> _Work instructions_: Rescale the items starting at the line that contains "Identify a point for each instance of the bridge arch" and ending at the end of the items, reproducing every line, requests included, with each coordinate in the answers multiplied by 1.8 and rounded to a whole number, halves rounded up. Give only these lines, and leave the pictures out.

> _Rows_:
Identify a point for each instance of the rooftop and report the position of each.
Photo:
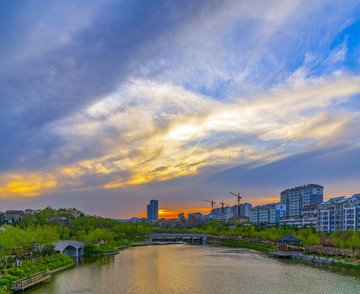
(302, 187)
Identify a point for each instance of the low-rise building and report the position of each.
(240, 219)
(339, 214)
(13, 215)
(195, 216)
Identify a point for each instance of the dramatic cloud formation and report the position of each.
(107, 105)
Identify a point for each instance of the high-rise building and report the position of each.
(297, 198)
(339, 214)
(244, 209)
(152, 210)
(267, 213)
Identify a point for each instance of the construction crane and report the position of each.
(222, 205)
(239, 198)
(212, 203)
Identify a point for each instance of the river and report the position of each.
(183, 268)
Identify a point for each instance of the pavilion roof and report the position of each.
(289, 239)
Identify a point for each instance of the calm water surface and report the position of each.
(198, 269)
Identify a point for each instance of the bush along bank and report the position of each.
(240, 244)
(99, 250)
(29, 268)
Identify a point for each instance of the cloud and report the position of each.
(26, 185)
(117, 94)
(147, 131)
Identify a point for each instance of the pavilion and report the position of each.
(289, 243)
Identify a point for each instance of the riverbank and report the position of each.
(48, 265)
(242, 244)
(305, 257)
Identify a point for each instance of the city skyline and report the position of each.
(104, 106)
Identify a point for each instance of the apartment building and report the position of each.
(307, 218)
(267, 213)
(297, 198)
(339, 214)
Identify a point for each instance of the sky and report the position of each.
(105, 105)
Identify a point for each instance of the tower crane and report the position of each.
(222, 205)
(239, 198)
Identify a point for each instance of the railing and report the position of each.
(33, 279)
(284, 253)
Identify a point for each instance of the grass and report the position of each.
(244, 244)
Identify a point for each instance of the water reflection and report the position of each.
(198, 269)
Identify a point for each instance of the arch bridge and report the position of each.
(70, 248)
(188, 238)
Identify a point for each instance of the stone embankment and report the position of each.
(330, 260)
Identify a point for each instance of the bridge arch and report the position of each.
(70, 248)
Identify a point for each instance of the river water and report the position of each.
(198, 269)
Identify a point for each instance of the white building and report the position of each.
(339, 214)
(307, 218)
(297, 198)
(268, 213)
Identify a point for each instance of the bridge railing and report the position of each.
(23, 282)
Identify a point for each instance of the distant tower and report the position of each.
(152, 210)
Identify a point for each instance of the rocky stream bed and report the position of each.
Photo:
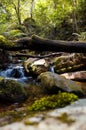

> _Finished exercise_:
Identify a point for each instance of the bridge arch and report the position of each.
(126, 446)
Identify a point for each instance of the river water and report the position of each.
(356, 484)
Identify a point for each instance of the white building and report the position of each.
(610, 385)
(553, 392)
(535, 356)
(482, 383)
Identify a point for each instance of the bridge railing and report the position of each.
(41, 508)
Identify a point for each instance of the distant tower and report the position of each.
(274, 378)
Identify a point for each instance of the rocky stream bed and report the position of each.
Photo:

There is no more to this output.